======== Extracted entries ========

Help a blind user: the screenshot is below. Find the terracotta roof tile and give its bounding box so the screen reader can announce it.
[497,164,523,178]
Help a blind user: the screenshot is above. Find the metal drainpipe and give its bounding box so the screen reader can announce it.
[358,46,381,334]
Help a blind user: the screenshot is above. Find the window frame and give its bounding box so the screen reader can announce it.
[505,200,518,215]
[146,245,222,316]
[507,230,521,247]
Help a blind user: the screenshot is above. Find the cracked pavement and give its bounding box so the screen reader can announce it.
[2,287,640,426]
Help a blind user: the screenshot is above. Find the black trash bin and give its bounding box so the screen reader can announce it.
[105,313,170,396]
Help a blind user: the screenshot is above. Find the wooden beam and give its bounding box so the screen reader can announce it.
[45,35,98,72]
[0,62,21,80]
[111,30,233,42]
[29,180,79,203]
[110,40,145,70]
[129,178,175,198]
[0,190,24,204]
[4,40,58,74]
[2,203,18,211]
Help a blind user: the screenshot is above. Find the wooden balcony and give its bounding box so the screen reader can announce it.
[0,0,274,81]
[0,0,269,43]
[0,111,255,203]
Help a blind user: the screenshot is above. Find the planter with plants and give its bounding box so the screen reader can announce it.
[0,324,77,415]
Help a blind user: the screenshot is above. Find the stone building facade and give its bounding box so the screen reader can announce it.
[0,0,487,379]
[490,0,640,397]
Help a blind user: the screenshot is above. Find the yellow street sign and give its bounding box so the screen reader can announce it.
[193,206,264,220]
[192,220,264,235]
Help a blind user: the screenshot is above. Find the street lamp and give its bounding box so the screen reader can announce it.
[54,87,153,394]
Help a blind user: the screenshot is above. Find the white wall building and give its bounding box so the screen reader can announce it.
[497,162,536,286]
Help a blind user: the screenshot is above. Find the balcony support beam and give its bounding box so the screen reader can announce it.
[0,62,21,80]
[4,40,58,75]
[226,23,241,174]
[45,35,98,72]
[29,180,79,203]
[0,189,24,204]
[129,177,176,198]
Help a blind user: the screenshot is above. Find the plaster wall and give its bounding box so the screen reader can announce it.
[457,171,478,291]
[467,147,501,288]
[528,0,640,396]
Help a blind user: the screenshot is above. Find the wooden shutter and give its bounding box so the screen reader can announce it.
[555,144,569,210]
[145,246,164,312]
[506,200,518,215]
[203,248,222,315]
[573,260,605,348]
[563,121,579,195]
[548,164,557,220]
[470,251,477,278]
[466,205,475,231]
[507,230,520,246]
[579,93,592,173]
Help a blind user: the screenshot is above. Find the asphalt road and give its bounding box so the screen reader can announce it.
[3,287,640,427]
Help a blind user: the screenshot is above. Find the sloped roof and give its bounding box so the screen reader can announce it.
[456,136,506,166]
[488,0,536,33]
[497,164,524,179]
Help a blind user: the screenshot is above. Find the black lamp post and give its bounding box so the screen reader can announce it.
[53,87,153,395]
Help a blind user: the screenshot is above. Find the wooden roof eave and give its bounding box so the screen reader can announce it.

========

The records shown above must be returned in full, exactly as written.

Help a blind user: the screenshot is below. Find the terracotta roof tile and give its bounding box so the screen reader can announce it.
[497,164,523,178]
Help a blind user: the screenshot is above. Find the metal drainpipe and give its bounding box so the screen reader can announce it.
[358,46,381,334]
Help a blind user: the screenshot is above. Find the window frame and give its bounding box so the screen reader can announce it.
[505,200,518,215]
[146,245,222,316]
[507,230,521,247]
Help a blind user: the screenshot is above. Find the cracked pavement and give its bounding box so the screen reader can announce it.
[2,287,640,426]
Help a blind user: the screenshot is above. Find the black trash bin and give its bounding box so the screen reader can announce it.
[105,313,170,396]
Help a blind user: the screenshot is above. Find the wooden beam and give its bounding box so the screen reader can announce it.
[45,35,98,72]
[0,62,21,80]
[111,30,233,42]
[29,180,79,203]
[110,40,145,70]
[129,178,175,198]
[0,190,24,204]
[4,40,58,74]
[2,203,18,211]
Help a blind user: the screenshot is above. Find the wooden balcony and give its bounding box so the screen reader can announce it.
[0,0,274,81]
[0,0,269,43]
[0,111,255,203]
Help a blind user: the screenshot is above. Find the planter with plants and give its bounding box so the screen reader can announce it.
[0,324,77,415]
Help a blind user: the screenshot is above. Find the stone building facade and give its bounding box so the screen reader can announce it.
[0,0,487,379]
[490,0,640,397]
Help a blind user: the screenshot is above. Find the yellow street sign and give its bounding box so the screen reader can announce it.
[193,206,264,220]
[192,220,264,235]
Help a blind user: the screenshot is above. Find the street lamp and give its bounding box so the screen reader can announce it.
[54,87,153,394]
Help a blind user: the screenshot is above. Find the white wall building and give its bounding box so the screen reader can announce it.
[497,162,536,286]
Help a blind user: the screenshot is above. Find the balcony support beam and give its bounding box so the screen reader can announce it.
[0,62,21,80]
[4,40,58,75]
[226,23,241,174]
[45,35,98,72]
[29,180,79,203]
[0,189,24,204]
[129,177,176,198]
Help a blind user: the screenshot is above. Find the plaster wall and give its bounding box so the screen reader can announce it.
[457,171,478,291]
[467,147,501,288]
[528,0,640,396]
Help a blind user: the screenshot is above. Find the wooden shutter and give its bounding box so the screen reader can announce it.
[555,144,569,210]
[145,246,164,312]
[506,200,518,215]
[203,248,222,315]
[573,260,605,348]
[563,121,579,195]
[548,164,557,220]
[470,251,477,278]
[466,205,475,231]
[507,230,520,246]
[579,93,592,173]
Help a blind user: the screenshot is above. Find the asphalt road and give its bounding box so the screen reader can announce it.
[3,287,640,427]
Help a blind user: the screenshot is above. Find the sloped roof and give its bounding box so the screen reader can announce it.
[456,136,506,166]
[488,0,536,33]
[497,164,524,179]
Help a blind user: the screenshot is above. Find the black lamp post and give its bounding box so the screen reader can announce it.
[53,87,153,395]
Help a blind user: the screenshot is above. Find the wooden roof eave and give its bounding box so the screen reader can announce it.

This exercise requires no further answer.